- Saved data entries
^^^^^^^^^^^^^^^^

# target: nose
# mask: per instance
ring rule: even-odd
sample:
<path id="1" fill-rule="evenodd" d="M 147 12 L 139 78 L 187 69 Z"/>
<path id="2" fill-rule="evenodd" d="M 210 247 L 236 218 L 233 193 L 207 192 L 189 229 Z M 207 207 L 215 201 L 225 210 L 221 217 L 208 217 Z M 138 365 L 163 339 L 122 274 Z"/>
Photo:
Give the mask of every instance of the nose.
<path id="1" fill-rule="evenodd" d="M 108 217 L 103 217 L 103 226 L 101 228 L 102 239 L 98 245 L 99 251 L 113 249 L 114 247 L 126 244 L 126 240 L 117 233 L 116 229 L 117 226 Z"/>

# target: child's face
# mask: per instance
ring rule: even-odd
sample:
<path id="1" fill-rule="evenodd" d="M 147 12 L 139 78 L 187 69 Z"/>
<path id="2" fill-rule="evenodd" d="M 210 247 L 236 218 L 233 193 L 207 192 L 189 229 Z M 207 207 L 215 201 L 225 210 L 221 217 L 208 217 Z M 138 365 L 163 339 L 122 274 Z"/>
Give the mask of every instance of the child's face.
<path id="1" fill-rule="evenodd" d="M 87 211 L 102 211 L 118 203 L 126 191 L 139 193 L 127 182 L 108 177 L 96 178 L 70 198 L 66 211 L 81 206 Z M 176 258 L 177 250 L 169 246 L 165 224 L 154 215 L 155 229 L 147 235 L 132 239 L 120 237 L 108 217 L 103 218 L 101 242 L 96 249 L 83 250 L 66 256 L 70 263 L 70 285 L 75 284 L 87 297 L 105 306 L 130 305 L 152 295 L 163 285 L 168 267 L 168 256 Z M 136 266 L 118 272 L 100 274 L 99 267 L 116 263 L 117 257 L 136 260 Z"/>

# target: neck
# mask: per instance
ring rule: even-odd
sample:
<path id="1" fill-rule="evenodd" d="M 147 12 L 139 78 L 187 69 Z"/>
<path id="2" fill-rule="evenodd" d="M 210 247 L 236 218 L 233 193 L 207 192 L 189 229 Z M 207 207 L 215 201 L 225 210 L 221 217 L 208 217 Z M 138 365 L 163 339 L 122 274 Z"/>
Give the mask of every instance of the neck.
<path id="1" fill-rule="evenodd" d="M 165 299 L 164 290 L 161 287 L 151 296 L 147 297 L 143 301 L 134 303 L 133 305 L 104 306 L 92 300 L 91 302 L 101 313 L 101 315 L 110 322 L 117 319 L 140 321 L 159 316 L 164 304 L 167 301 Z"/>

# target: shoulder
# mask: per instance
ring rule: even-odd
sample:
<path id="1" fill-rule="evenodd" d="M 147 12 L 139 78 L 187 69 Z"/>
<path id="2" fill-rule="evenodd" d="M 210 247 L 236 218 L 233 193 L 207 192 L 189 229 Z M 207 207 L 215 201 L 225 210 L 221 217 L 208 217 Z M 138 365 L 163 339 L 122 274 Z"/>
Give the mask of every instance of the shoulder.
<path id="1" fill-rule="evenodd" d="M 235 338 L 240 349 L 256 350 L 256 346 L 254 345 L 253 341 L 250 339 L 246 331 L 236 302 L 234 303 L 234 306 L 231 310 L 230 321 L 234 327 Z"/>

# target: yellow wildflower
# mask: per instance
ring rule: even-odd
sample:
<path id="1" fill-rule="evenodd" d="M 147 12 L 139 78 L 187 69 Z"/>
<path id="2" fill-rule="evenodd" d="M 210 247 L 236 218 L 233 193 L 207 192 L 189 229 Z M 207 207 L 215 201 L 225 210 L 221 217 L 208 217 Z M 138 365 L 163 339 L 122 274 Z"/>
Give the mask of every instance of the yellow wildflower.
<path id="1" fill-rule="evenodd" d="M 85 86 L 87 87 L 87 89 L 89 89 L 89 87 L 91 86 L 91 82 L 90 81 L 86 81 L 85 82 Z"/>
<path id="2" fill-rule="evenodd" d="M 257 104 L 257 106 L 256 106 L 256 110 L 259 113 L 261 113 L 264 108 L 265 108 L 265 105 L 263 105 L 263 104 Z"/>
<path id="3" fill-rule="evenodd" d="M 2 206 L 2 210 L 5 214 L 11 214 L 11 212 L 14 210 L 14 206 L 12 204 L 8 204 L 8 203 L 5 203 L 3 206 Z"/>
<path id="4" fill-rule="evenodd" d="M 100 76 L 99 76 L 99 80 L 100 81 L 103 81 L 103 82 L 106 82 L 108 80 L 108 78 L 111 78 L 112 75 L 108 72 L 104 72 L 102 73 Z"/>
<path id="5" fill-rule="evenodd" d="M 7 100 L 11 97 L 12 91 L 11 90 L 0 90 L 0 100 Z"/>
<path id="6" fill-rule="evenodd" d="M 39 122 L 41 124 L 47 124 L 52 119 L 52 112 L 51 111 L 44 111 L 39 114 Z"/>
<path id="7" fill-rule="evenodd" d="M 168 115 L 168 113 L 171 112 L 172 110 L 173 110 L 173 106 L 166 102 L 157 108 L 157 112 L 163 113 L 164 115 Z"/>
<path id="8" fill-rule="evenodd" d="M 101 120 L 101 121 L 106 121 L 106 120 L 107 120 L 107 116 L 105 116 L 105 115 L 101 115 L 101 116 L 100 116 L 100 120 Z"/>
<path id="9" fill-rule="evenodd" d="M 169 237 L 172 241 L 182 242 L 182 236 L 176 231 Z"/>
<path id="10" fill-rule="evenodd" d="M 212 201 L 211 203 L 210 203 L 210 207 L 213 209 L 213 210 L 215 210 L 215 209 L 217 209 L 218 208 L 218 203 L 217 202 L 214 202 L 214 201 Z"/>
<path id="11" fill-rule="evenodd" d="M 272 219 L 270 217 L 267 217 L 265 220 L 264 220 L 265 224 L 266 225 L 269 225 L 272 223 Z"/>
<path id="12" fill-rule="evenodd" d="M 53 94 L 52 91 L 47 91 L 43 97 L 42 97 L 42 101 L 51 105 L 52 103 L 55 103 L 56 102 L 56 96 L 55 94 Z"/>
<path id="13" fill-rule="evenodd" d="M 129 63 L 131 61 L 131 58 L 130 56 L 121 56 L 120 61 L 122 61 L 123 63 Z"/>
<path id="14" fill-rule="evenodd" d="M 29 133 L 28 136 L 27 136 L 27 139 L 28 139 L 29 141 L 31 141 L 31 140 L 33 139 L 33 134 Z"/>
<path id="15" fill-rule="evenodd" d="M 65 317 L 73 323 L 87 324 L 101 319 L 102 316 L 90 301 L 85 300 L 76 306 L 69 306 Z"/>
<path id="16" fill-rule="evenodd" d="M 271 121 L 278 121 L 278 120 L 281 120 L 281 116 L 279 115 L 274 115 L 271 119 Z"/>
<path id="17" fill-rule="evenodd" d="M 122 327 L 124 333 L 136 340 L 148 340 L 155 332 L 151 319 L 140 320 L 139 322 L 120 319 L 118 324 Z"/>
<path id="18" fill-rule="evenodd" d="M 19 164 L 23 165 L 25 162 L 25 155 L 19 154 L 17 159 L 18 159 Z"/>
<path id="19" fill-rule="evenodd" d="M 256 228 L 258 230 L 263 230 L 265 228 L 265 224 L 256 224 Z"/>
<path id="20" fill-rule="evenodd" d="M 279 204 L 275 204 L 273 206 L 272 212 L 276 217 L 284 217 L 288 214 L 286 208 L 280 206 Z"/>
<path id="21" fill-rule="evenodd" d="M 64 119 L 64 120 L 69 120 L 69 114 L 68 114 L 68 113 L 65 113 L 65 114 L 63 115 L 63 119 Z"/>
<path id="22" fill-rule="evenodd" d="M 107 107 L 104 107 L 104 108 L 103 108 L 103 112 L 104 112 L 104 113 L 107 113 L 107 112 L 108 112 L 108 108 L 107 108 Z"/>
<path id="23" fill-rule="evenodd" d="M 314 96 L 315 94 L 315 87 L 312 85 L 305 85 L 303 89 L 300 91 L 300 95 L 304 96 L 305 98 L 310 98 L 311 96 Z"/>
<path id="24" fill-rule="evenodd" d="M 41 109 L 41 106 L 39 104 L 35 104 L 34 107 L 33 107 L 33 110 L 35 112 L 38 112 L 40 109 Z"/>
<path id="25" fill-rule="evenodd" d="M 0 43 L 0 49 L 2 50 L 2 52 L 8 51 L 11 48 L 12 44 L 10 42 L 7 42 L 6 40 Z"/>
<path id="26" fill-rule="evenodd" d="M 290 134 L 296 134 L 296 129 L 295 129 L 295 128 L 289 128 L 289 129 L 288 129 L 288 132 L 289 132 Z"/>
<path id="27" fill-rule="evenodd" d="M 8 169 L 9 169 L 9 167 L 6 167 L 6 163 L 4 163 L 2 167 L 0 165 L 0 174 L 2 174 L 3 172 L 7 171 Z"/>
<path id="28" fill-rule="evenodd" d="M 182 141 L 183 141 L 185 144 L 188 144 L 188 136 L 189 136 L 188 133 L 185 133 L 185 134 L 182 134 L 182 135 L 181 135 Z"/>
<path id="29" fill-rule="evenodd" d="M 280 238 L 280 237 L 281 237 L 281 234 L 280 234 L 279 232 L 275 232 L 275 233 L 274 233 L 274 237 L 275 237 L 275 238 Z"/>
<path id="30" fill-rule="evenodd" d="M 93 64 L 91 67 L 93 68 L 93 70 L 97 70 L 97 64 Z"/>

^^^^^^^^^^^^^^^^

- WHAT TO DO
Lines with the word "target" in them are the answer; report each one from the data.

- EXERCISE RESPONSE
# target: nose
# target: child's face
# target: neck
# target: shoulder
# target: yellow wildflower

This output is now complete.